***** Information supplied *****
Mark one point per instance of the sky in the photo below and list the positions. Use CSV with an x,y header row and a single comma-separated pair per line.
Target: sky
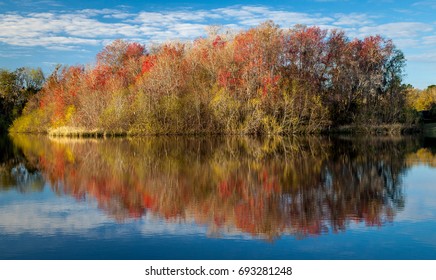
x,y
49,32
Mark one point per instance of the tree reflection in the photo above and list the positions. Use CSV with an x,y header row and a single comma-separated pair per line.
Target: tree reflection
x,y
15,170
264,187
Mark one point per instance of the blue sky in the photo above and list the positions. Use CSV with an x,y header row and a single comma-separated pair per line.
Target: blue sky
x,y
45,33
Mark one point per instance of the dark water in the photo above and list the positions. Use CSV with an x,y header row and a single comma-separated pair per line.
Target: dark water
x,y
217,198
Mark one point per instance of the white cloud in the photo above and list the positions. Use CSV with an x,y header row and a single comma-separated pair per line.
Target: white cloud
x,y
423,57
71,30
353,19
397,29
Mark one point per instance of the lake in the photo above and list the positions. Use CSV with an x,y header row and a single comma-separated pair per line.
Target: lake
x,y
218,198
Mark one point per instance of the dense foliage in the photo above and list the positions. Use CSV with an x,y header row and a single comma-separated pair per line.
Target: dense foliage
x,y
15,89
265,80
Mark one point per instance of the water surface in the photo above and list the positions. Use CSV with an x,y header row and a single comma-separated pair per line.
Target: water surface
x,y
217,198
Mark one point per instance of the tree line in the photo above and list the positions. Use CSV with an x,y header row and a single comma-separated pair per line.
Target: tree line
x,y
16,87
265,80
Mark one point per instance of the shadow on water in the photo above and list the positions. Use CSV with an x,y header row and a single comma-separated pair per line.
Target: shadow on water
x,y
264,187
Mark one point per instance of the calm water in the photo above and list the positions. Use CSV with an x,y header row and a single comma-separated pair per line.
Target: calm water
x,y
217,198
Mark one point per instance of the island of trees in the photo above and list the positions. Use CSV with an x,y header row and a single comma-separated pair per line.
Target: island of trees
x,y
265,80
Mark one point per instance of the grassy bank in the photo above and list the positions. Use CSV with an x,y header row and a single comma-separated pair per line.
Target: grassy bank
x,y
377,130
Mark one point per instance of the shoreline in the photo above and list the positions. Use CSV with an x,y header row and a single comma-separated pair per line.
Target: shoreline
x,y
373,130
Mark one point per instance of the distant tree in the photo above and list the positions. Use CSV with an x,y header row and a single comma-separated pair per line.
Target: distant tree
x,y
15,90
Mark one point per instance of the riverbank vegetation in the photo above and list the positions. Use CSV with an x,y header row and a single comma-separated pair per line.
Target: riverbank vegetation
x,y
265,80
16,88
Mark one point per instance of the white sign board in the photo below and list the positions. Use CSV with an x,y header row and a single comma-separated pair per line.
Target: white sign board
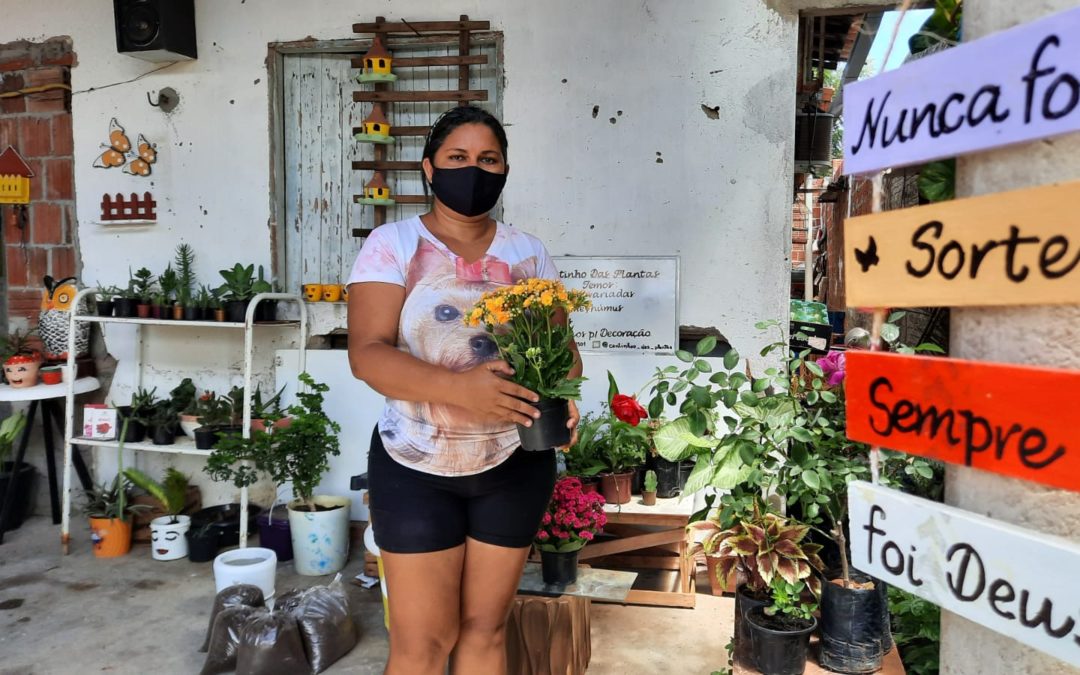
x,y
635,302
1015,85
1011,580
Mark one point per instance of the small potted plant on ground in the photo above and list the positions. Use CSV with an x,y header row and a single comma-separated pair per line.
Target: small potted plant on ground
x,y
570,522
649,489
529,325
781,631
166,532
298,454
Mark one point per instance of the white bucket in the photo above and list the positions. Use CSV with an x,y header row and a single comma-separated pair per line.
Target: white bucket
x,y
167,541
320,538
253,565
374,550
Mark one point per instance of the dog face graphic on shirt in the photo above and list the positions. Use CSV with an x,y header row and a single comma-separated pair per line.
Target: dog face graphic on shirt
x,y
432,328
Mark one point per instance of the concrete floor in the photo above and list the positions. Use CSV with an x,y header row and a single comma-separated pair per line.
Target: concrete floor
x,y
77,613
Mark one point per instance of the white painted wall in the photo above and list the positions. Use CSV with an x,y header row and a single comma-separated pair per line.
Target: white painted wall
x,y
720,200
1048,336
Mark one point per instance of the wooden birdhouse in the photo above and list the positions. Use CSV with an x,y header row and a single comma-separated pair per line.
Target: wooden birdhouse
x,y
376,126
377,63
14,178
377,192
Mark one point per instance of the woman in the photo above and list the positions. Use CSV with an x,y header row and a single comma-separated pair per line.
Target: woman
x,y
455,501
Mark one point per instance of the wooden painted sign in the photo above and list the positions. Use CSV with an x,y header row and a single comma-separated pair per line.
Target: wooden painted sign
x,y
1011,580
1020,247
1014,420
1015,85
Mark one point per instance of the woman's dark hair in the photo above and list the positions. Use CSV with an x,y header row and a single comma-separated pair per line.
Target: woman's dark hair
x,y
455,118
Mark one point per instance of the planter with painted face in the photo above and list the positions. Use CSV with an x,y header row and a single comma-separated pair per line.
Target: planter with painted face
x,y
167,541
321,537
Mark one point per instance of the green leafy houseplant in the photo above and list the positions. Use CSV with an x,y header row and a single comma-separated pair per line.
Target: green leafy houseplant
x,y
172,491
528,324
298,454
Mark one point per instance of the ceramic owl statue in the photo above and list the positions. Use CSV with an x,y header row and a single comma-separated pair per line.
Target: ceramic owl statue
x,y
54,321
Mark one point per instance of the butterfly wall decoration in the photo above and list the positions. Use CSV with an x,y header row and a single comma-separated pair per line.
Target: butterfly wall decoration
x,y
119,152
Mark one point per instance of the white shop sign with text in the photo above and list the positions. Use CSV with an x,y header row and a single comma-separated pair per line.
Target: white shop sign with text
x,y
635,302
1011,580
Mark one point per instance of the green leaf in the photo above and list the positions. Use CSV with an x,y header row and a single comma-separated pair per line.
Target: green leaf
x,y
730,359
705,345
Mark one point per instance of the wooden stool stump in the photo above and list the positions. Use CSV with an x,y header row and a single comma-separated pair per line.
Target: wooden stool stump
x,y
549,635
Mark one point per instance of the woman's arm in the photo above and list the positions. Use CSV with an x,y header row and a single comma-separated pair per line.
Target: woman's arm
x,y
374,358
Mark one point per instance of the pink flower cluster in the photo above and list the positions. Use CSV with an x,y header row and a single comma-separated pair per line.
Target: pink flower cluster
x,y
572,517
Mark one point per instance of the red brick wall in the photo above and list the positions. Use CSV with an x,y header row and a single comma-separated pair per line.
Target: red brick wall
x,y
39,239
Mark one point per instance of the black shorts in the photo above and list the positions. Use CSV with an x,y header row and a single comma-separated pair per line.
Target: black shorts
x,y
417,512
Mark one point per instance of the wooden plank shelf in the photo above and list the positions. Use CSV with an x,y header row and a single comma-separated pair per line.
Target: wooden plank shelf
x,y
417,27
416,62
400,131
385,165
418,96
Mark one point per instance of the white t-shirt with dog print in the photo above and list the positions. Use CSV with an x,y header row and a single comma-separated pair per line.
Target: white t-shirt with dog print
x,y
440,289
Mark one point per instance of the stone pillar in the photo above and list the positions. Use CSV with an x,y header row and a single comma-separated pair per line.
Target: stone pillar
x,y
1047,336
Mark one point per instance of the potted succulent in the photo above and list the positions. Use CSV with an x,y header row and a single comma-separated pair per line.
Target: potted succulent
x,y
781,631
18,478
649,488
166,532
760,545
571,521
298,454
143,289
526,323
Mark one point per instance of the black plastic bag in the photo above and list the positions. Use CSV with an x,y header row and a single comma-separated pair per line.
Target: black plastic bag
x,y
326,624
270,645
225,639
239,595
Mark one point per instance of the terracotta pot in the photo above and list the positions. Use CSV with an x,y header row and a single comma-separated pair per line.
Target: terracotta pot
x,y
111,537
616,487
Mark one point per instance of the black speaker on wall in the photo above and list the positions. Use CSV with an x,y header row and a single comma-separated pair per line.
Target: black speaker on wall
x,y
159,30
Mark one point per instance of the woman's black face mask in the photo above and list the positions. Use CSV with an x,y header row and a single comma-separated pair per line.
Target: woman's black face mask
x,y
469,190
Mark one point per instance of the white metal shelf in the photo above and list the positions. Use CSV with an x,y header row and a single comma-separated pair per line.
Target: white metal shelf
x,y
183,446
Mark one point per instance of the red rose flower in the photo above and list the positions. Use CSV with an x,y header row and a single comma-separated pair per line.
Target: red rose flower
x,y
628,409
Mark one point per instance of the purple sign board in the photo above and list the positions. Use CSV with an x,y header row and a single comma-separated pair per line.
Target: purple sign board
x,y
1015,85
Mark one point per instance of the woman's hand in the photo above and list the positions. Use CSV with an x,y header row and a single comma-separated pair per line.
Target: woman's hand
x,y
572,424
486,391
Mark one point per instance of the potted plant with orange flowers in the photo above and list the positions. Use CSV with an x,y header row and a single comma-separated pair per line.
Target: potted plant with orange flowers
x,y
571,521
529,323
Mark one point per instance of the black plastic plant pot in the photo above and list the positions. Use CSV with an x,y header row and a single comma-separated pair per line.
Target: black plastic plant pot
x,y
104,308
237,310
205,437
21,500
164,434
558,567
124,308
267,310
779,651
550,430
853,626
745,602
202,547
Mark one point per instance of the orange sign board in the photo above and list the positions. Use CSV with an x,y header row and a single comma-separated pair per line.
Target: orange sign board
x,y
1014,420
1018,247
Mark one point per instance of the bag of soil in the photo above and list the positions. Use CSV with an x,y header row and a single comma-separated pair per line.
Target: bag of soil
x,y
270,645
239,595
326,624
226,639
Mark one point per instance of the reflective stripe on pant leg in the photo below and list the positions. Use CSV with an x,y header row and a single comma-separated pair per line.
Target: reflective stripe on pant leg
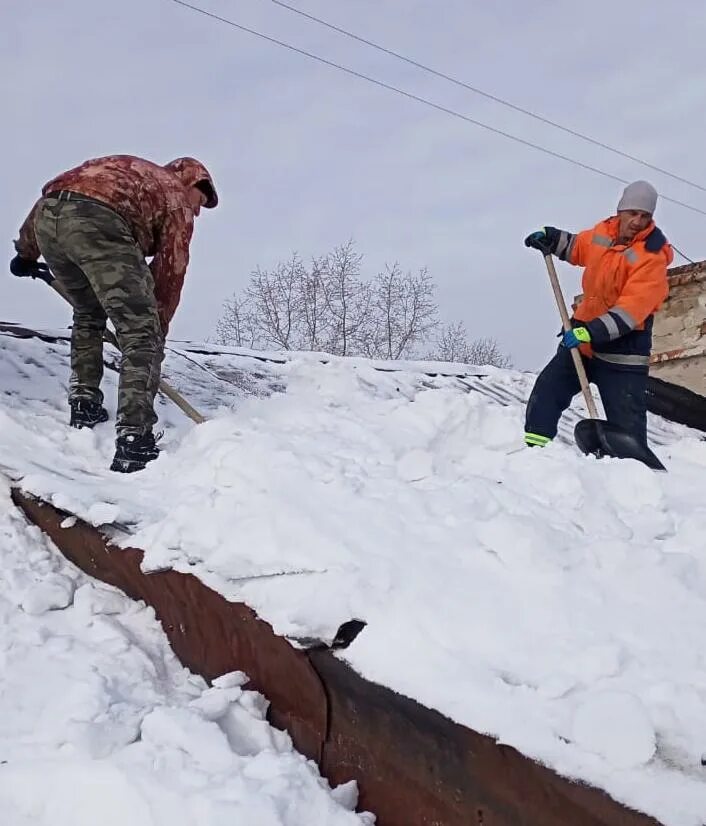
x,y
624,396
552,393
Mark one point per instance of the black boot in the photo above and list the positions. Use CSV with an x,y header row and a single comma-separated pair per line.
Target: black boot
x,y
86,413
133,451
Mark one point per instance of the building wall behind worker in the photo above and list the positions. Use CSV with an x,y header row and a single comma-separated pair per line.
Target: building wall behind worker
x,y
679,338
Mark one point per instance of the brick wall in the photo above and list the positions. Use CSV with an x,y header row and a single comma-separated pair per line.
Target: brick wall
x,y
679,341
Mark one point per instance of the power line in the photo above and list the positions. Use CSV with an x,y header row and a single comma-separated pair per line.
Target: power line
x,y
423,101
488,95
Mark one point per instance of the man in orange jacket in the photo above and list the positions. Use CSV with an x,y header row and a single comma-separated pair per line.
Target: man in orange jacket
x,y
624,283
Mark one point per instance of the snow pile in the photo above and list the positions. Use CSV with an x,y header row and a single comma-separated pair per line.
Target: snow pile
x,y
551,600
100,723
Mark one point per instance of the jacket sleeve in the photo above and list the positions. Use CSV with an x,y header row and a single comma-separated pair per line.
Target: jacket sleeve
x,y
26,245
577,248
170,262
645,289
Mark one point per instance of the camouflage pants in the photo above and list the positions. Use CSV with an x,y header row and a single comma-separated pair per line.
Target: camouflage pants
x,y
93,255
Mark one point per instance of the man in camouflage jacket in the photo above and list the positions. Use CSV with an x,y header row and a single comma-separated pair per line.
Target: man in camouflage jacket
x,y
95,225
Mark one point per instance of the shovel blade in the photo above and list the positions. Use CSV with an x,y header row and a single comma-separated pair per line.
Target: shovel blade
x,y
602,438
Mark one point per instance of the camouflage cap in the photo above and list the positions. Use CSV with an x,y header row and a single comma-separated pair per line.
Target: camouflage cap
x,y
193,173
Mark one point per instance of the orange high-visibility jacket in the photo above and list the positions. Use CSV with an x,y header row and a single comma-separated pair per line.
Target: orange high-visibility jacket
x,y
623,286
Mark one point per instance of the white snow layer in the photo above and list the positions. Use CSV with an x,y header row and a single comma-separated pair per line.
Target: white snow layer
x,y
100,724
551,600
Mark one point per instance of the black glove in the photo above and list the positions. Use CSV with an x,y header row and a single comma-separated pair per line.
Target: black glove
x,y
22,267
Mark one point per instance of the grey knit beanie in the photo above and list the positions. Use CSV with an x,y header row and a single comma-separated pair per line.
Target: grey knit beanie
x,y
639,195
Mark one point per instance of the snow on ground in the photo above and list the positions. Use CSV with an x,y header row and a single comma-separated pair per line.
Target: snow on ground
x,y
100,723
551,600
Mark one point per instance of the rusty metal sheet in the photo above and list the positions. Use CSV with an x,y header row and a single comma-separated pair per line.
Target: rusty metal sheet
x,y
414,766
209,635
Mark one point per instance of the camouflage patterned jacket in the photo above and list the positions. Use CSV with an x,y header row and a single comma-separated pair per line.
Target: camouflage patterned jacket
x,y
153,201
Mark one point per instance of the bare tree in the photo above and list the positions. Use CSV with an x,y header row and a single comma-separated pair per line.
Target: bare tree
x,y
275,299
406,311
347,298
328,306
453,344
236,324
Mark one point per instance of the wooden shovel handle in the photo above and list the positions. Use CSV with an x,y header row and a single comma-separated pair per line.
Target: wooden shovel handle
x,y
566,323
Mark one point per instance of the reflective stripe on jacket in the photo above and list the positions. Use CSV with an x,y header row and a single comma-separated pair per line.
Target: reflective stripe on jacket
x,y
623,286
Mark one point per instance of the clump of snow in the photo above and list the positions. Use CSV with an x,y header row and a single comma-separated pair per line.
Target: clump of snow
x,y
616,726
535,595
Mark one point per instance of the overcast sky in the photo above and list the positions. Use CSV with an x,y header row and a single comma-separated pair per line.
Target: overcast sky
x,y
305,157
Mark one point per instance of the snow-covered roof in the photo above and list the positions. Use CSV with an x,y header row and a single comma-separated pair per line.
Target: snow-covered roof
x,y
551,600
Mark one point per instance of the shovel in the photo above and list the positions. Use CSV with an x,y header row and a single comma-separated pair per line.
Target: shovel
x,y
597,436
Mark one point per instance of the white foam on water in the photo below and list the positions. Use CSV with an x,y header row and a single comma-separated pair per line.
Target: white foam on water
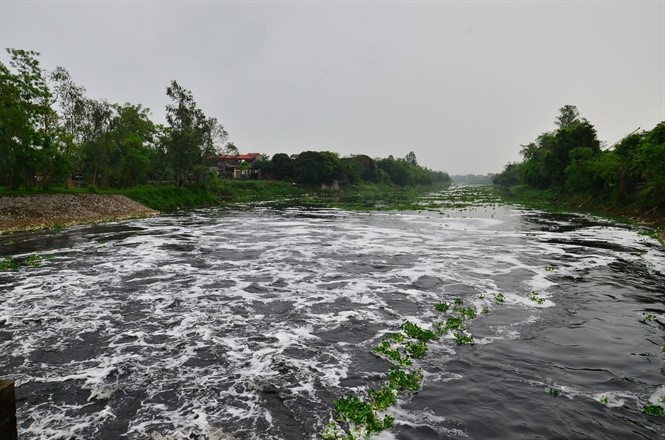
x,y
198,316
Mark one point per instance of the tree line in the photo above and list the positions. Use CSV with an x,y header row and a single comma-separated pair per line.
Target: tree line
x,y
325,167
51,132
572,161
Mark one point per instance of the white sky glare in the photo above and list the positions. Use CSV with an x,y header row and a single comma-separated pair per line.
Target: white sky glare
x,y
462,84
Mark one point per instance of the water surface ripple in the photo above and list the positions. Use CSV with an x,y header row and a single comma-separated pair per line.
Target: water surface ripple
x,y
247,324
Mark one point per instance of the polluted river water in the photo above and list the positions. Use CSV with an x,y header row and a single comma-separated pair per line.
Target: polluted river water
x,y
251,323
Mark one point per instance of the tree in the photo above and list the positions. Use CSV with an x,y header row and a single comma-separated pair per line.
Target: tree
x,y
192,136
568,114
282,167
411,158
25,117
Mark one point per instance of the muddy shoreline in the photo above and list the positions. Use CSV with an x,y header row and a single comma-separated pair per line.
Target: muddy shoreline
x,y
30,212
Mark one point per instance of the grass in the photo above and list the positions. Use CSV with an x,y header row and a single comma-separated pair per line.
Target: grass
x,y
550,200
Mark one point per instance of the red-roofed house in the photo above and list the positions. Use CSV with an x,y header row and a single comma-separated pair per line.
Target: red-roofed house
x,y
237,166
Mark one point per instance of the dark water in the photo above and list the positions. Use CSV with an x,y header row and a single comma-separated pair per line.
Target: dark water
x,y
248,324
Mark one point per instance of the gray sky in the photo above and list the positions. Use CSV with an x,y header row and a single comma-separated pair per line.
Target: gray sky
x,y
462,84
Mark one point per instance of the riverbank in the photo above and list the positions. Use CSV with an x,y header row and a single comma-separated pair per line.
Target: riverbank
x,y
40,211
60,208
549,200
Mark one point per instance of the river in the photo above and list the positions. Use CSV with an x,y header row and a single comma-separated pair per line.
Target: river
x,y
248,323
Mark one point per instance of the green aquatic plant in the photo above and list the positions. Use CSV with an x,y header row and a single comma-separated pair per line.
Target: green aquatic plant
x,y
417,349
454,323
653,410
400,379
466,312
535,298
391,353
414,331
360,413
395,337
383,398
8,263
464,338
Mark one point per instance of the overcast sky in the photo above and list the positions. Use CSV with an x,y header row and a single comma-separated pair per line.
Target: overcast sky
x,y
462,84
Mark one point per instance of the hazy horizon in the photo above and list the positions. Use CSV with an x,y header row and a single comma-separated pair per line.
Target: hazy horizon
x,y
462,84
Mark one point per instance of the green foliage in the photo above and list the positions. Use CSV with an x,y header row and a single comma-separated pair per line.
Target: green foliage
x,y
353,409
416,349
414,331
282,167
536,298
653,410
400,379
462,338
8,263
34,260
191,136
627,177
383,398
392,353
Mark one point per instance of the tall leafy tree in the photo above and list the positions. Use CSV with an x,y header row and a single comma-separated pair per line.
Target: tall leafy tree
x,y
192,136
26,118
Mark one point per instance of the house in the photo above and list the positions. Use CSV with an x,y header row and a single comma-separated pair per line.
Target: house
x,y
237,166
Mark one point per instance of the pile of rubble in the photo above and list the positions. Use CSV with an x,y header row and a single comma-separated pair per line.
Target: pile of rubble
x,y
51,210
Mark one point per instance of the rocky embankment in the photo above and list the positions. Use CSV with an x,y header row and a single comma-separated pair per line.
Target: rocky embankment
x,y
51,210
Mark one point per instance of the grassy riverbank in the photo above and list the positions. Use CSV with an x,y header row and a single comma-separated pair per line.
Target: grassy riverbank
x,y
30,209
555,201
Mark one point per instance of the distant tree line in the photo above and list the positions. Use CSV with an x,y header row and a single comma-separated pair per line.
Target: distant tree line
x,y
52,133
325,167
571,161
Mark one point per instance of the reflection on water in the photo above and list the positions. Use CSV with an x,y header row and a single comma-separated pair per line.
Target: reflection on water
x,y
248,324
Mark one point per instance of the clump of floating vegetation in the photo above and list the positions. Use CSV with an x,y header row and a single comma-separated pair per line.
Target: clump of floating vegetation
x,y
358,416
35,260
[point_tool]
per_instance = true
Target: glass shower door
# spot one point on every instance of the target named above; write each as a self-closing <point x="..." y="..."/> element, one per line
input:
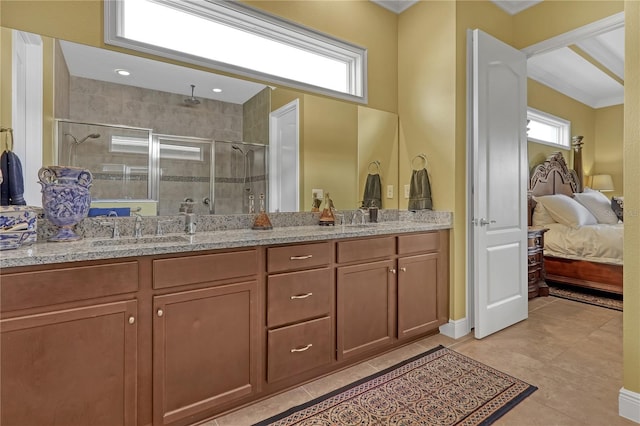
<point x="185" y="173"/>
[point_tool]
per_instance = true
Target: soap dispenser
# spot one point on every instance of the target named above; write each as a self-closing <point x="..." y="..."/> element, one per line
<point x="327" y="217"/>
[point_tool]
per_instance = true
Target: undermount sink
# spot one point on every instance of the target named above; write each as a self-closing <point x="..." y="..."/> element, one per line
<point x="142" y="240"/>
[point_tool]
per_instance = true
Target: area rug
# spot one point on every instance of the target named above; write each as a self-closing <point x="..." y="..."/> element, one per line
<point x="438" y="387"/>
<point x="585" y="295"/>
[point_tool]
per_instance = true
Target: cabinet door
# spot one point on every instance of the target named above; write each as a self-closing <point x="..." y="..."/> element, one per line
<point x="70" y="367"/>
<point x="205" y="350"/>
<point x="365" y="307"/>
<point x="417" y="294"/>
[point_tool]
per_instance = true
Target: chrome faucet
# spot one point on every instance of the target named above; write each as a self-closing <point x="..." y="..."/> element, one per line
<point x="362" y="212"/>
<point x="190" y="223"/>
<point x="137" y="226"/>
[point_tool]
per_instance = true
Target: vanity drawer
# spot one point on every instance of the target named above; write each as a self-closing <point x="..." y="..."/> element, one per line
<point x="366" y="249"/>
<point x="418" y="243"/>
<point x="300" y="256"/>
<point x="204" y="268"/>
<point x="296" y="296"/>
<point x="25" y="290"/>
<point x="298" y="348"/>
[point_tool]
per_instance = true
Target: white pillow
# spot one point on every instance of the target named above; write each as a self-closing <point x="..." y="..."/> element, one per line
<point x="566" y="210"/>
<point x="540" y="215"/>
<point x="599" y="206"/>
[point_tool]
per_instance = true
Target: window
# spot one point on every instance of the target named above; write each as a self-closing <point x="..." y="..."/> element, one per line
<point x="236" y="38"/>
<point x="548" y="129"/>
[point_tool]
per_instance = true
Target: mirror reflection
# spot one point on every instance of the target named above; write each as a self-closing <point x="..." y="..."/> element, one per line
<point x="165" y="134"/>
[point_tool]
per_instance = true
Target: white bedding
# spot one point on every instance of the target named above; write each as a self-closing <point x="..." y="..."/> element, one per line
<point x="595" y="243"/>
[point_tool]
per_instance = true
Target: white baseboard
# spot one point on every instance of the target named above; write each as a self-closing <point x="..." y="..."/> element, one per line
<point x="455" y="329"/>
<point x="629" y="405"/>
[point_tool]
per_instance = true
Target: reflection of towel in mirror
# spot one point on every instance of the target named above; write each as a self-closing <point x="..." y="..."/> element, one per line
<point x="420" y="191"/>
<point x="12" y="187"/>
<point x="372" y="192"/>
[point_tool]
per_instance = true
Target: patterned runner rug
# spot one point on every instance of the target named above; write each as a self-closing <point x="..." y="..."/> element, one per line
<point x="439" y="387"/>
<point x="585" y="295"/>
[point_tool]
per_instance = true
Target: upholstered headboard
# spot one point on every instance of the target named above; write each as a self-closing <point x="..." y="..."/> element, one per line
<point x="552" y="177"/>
*****
**Exercise prompt:**
Find every line in the records that contains the string "foam" and copy each of those lines. Case counts.

**Solution to the problem:**
Mark one point per instance of the white foam on water in the photo below and list the positions. Use CSV with an x,y header row and a single comma-separated pair per line.
Target: white foam on water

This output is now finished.